# Prompt:
Duplicate the listing below without alteration, starting with its first line and going on through the line containing "top-left (211, 123), bottom-right (361, 215)", with that line included.

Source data
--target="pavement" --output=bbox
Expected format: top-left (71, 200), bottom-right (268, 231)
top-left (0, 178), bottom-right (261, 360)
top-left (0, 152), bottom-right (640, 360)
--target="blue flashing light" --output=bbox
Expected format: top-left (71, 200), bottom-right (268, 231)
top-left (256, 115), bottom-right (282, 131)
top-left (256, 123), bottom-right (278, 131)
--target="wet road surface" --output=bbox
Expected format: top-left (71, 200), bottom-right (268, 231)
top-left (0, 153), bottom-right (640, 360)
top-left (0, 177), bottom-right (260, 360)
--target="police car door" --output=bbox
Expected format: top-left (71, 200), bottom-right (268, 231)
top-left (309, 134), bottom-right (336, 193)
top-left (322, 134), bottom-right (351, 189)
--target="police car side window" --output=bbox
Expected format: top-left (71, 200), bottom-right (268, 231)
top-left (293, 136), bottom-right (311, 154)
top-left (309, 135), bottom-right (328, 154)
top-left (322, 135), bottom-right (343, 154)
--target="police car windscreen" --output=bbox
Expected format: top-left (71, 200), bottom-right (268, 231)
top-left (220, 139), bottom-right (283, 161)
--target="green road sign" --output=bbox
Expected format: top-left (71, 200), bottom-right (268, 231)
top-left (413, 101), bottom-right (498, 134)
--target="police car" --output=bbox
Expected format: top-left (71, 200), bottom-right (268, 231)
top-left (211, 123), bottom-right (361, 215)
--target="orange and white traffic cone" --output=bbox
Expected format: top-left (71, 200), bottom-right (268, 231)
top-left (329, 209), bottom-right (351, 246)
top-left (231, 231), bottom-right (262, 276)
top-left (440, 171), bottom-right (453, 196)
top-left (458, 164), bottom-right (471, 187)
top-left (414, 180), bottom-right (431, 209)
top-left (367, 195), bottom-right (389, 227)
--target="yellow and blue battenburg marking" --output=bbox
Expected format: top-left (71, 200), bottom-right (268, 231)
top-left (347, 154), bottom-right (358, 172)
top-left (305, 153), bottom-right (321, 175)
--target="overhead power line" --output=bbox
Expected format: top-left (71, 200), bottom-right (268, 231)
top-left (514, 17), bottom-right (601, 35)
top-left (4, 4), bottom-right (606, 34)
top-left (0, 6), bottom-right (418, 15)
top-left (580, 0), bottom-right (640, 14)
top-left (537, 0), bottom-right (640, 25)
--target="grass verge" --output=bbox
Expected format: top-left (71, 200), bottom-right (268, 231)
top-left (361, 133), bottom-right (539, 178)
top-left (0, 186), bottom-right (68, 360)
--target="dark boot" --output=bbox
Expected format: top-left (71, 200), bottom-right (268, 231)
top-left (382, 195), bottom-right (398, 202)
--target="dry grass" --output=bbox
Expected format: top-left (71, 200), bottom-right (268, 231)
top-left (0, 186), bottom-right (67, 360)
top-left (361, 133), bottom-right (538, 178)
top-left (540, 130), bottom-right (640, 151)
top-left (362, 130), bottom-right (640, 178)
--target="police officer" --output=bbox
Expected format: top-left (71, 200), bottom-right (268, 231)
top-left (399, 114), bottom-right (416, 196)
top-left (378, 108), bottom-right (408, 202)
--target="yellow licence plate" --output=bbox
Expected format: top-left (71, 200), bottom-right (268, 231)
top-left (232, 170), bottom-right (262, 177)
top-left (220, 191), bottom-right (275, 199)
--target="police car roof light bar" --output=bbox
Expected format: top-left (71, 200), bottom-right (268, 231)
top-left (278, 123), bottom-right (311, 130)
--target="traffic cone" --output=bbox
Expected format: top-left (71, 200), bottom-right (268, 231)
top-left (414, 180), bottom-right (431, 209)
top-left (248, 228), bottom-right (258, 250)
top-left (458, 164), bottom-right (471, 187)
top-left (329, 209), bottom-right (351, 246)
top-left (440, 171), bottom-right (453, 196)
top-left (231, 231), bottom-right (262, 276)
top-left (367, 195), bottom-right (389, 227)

# Result for this task:
--target="pavement" --output=bbox
Expected format: top-left (71, 200), bottom-right (268, 231)
top-left (0, 178), bottom-right (261, 360)
top-left (0, 152), bottom-right (640, 360)
--target="blue flashing light" --output=bbox
Expected format: top-left (71, 200), bottom-right (268, 231)
top-left (256, 115), bottom-right (282, 131)
top-left (256, 123), bottom-right (278, 131)
--target="wet road surface" --output=bbox
Expected format: top-left (71, 200), bottom-right (268, 231)
top-left (0, 153), bottom-right (640, 360)
top-left (0, 177), bottom-right (260, 360)
--target="police car door" --output=bbox
Expected format: top-left (71, 200), bottom-right (268, 231)
top-left (309, 134), bottom-right (336, 193)
top-left (322, 134), bottom-right (351, 189)
--target="police car side window" --output=bbox
Expected format: top-left (71, 200), bottom-right (268, 231)
top-left (293, 136), bottom-right (311, 154)
top-left (309, 135), bottom-right (328, 154)
top-left (322, 135), bottom-right (343, 154)
--target="police car windscreen" --output=bbox
Expected format: top-left (71, 200), bottom-right (268, 231)
top-left (220, 139), bottom-right (283, 161)
--target="green road sign" --output=bbox
Expected format: top-left (71, 200), bottom-right (268, 231)
top-left (413, 101), bottom-right (498, 134)
--target="police car" --output=bbox
Expected format: top-left (71, 200), bottom-right (268, 231)
top-left (211, 123), bottom-right (361, 215)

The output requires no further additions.